[Start of Attachment]
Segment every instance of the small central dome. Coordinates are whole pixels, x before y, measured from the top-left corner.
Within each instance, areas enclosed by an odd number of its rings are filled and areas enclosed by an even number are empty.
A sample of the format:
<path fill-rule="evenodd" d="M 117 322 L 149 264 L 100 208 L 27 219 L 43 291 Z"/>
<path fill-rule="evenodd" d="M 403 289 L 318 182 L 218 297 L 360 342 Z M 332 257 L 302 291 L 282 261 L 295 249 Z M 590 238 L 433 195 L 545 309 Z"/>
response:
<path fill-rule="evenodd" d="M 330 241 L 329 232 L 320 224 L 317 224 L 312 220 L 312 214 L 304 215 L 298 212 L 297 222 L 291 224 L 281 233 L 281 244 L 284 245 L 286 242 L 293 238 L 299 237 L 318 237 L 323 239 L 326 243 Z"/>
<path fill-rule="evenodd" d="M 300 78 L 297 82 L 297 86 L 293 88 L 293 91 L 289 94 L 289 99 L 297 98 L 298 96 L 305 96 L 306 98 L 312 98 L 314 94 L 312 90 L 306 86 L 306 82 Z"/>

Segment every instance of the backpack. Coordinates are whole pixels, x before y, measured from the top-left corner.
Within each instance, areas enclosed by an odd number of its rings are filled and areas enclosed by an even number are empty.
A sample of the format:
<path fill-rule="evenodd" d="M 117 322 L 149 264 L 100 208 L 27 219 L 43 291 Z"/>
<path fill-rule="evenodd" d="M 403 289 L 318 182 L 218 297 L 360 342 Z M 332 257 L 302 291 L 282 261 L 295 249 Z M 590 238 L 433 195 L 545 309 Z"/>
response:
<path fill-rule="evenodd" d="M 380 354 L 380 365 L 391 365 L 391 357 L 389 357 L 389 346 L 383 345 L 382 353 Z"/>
[End of Attachment]
In the records above, find each line holding "pixels" and copy it.

Segment every instance of the small central dome. Coordinates are whole pixels, x before y, measured from the top-left corner.
Segment every instance of the backpack. Coordinates are whole pixels, x before y, measured from the top-left corner.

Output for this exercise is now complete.